**WHAT TO WORK ON:**
Transcribe each record precisely; images stay out.

**Items from a dataset:**
%%
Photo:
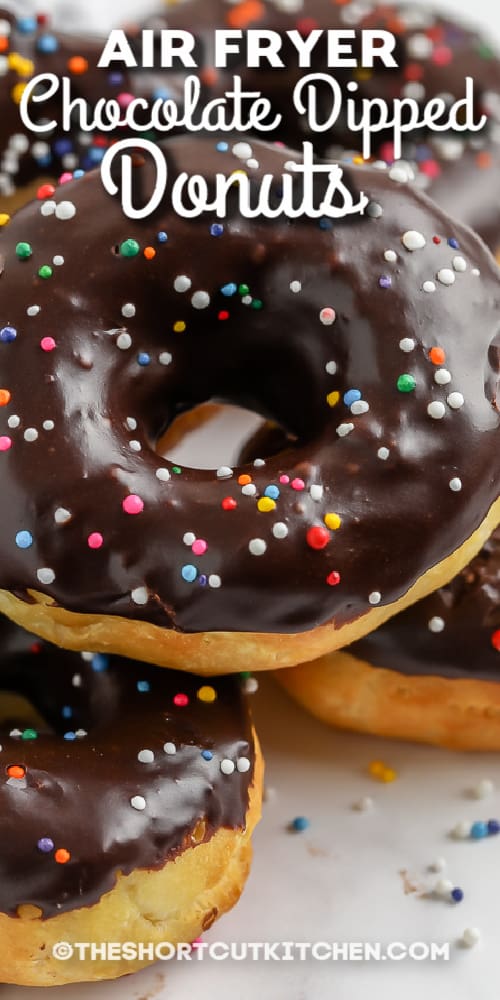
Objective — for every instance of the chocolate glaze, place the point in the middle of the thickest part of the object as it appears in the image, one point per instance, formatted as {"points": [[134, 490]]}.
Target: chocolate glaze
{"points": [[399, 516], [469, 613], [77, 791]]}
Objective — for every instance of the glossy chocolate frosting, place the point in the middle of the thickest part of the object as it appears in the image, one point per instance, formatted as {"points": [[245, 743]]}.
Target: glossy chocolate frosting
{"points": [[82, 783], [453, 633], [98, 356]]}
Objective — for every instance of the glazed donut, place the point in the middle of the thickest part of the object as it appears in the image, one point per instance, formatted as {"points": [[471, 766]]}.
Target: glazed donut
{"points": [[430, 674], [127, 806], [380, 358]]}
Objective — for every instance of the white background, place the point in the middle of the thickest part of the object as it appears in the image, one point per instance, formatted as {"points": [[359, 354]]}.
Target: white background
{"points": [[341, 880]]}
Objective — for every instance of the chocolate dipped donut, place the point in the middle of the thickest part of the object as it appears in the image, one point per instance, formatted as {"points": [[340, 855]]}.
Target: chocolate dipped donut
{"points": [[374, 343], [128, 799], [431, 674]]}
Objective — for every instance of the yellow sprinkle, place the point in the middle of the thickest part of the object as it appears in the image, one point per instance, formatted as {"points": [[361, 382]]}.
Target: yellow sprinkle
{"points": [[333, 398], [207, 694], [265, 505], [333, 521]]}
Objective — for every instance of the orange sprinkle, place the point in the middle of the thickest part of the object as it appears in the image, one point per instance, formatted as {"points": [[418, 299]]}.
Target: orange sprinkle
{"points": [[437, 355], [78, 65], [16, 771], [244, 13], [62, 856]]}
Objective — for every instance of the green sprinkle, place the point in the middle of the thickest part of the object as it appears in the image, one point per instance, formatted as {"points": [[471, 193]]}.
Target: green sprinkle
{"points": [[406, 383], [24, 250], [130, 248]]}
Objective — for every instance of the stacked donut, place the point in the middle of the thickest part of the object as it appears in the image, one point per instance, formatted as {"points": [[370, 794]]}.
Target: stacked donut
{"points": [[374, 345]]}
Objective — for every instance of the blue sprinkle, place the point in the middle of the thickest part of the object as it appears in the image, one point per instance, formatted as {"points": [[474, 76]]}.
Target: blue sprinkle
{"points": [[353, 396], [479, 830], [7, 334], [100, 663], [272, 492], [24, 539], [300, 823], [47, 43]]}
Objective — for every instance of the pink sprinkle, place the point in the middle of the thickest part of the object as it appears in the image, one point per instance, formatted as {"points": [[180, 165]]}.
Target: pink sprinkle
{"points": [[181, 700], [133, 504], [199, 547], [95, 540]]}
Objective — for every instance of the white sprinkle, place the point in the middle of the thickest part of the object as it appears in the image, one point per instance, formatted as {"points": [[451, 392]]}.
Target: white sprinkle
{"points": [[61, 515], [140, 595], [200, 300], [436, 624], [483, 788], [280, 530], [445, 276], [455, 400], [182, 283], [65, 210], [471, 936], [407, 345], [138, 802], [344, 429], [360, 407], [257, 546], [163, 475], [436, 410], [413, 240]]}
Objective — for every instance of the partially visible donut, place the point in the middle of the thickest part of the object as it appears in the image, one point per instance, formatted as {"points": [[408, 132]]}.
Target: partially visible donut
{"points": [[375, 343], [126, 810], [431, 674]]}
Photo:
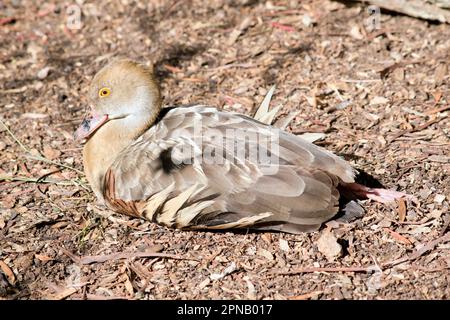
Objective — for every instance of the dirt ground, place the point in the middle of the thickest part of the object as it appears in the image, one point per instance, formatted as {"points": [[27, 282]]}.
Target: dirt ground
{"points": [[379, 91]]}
%%
**ANSWER TO THIS PROBLEM:**
Photo:
Objective — for every instance of the chocolate glaze, place the point in the middle of the thickest part of the object as it appears in the image, one point per instance, formatted as {"points": [[134, 490]]}.
Target: chocolate glaze
{"points": [[399, 516], [469, 613], [77, 791]]}
Objective — for every instance of the glossy chocolate frosting, place the point in the middle of the thickest part of the object as it appears in the image, one point per instance, formatted as {"points": [[245, 743]]}.
Target: glossy chocolate frosting
{"points": [[82, 783], [453, 633], [98, 356]]}
Objective — for every instance of the glazed donut, place the point in the middle of the thickest part of the object as it appears in the image, one point per instance, formatted as {"points": [[471, 766]]}.
Target: glazed donut
{"points": [[430, 674], [127, 806], [380, 358]]}
Objective — for every instance of the white background, place the point in the middle of the thickest part of the object as it appears in the image, one point per instance, formatted as {"points": [[359, 354]]}.
Target: white background
{"points": [[341, 880]]}
Objective — for every instance of the chocolate dipped donut, place the point in the middle of the thickest part of the object as it appears in the image, one point per instance, formatted as {"points": [[340, 855]]}.
Target: chocolate dipped donut
{"points": [[374, 343], [128, 799], [431, 674]]}
Objective — for every instance of the yellow sprinkle, place the point in the middle of the thickest part of the object as it appears in the image, one point per instance, formatted as {"points": [[361, 382]]}.
Target: yellow sprinkle
{"points": [[333, 398], [207, 694], [265, 505], [333, 521]]}
Objective — for every instance of the orange sprinkle, place the point in the middle of the thickest part of the object as it appears in the image, one point per instance, formatted as {"points": [[418, 299]]}.
Target: orange sprinkle
{"points": [[437, 355], [78, 65], [16, 771], [244, 13], [62, 856]]}
Objective — for every instance of the green sprinkle, place the point in the middle of the thickest part of the object as it appears in the image, one point per instance, formatted as {"points": [[471, 193]]}.
Target: green sprinkle
{"points": [[406, 383], [24, 250], [130, 248]]}
Objective — for every instance of the stacked donut, place the point in the middle of the thickest part of the object as it appears in the image, one point per instance, formatted as {"points": [[370, 794]]}.
Target: stacked donut
{"points": [[374, 345]]}
Objective — for every instance of the blue sprinkle, place the point in the middle of the thickest part of the object as it appears in the image, one point per instance, formatted as {"points": [[474, 76]]}.
Target: blue sprinkle
{"points": [[353, 396], [479, 830], [7, 334], [100, 663], [272, 492], [24, 539], [300, 823], [47, 43]]}
Objective — for every instance of the pink sprinkle, place the point in the middle of the thickest part of the object as it appears in the image, one point per instance, formatted as {"points": [[180, 165]]}.
Target: pink sprinkle
{"points": [[181, 700], [133, 504], [199, 547], [95, 540]]}
Objective — for every instance of the white sprinkle, place the point in the middle of the thickest part of the object as it appears in the image, one point per instance, formatted as {"points": [[451, 392]]}.
Target: white sprinkle
{"points": [[61, 515], [140, 595], [200, 300], [436, 624], [483, 788], [280, 530], [445, 276], [455, 400], [182, 283], [65, 210], [471, 936], [407, 345], [138, 802], [344, 429], [360, 407], [257, 546], [163, 475], [436, 410], [413, 240]]}
Objective — for every instance of the partially visible donut, place the point in the middle of the thickest part of the object as it appears in the image, one point per instance, formatted as {"points": [[408, 132]]}.
Target: partially visible donut
{"points": [[375, 343], [126, 810], [431, 674]]}
Photo:
Objective — for every instance of the dirt ground, place the point in the middle of the thickest part of the object as it appears in the image, one point per instance, formatted as {"points": [[27, 282]]}.
Target: dirt ground
{"points": [[379, 91]]}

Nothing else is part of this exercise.